SUPPLIED MATERIAL:
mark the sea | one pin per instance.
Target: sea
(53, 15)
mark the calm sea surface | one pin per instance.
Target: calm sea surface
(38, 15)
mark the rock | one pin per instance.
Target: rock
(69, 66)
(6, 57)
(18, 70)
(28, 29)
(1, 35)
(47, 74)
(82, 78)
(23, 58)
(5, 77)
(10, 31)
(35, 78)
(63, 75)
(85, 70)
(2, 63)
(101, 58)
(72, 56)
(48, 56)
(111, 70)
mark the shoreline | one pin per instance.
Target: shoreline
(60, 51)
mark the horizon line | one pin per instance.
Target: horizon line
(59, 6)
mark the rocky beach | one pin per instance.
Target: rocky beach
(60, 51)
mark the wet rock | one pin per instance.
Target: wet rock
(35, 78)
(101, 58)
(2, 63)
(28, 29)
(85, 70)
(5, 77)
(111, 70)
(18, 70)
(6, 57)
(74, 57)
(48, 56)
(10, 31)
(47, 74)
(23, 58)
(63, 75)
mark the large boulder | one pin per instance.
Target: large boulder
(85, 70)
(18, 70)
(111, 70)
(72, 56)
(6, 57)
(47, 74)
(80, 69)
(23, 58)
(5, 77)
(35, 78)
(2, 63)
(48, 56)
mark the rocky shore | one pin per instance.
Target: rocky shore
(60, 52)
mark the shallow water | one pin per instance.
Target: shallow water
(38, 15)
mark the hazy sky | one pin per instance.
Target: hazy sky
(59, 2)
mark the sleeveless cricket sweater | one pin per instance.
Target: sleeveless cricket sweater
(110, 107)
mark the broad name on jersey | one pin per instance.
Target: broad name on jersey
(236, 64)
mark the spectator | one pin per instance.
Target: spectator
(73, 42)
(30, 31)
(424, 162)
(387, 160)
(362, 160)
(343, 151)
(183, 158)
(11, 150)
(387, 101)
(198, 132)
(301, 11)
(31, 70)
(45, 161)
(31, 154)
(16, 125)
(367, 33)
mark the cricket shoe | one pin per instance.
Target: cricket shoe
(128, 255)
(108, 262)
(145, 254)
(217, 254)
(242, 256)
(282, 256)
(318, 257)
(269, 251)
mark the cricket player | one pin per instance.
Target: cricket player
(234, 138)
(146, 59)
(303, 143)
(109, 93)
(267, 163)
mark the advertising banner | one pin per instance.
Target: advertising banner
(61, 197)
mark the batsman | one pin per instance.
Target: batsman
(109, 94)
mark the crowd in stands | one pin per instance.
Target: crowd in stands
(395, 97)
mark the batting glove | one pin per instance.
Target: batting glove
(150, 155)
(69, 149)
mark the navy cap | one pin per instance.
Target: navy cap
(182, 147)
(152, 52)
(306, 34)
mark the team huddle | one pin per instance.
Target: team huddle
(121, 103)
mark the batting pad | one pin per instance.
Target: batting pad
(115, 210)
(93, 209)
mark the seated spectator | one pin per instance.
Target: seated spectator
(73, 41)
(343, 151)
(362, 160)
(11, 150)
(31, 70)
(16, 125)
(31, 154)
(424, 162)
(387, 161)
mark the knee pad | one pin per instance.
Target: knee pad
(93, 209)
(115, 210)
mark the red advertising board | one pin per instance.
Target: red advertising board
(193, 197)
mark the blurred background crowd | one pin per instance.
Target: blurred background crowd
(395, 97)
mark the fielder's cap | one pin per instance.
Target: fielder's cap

EXERCISE BRIEF:
Exactly as they stand, please print the lines from the first line of the records above down to the line that includes "mark the batsman | one pin per instance.", both of those included and no others.

OUTPUT FOR THIS TASK:
mark the sea | one pin per instance.
Target: sea
(53, 15)
mark the calm sea surface | one pin per instance.
Target: calm sea surface
(38, 15)
mark the rock | one pin per instance.
Target: rock
(69, 66)
(6, 57)
(18, 70)
(28, 29)
(1, 35)
(47, 74)
(82, 78)
(23, 58)
(5, 77)
(10, 31)
(35, 78)
(63, 75)
(85, 70)
(2, 63)
(101, 58)
(72, 56)
(48, 56)
(111, 70)
mark the shoreline | one pin per instance.
Target: shoreline
(60, 51)
mark the horizon line | one pin per instance.
Target: horizon line
(59, 6)
mark the rocky beach | one pin per instance.
Target: rocky beach
(60, 51)
mark the wet rock | one pin per instance.
Target: wet rock
(35, 78)
(101, 58)
(2, 63)
(28, 29)
(85, 70)
(5, 77)
(111, 70)
(18, 70)
(6, 57)
(74, 57)
(48, 56)
(10, 31)
(47, 74)
(23, 58)
(63, 75)
mark the large boulder | one pin per instance.
Target: large boulder
(85, 70)
(18, 70)
(111, 70)
(72, 56)
(6, 57)
(47, 74)
(80, 69)
(23, 58)
(5, 77)
(35, 78)
(2, 63)
(48, 56)
mark the rocky shore | one pin per instance.
Target: rocky shore
(60, 52)
mark the shallow water | one pin per instance.
Target: shallow water
(38, 15)
mark the hazy sky | one pin per instance.
Target: hazy sky
(59, 2)
mark the sleeveless cricket sweater | one pin per instance.
Target: sleeveless cricket sweater
(110, 107)
mark the broad name on jersey | one pin per instance.
Target: broad name on jersey
(236, 64)
mark the spectator | one pin per instance.
Target: spectator
(73, 42)
(30, 31)
(424, 162)
(387, 160)
(362, 160)
(343, 151)
(183, 158)
(11, 150)
(387, 101)
(198, 132)
(301, 11)
(31, 70)
(45, 161)
(31, 154)
(16, 125)
(367, 33)
mark the cricket shoe | one pin per instance.
Target: cricket shoe
(128, 255)
(108, 262)
(145, 254)
(217, 254)
(242, 256)
(282, 256)
(318, 257)
(269, 251)
mark the cricket player | one pin per instance.
Target: cricket player
(234, 138)
(146, 59)
(303, 143)
(109, 93)
(267, 163)
mark the advertising banner | one pin per instance.
Target: advertising banner
(61, 197)
mark the batsman | one pin per instance.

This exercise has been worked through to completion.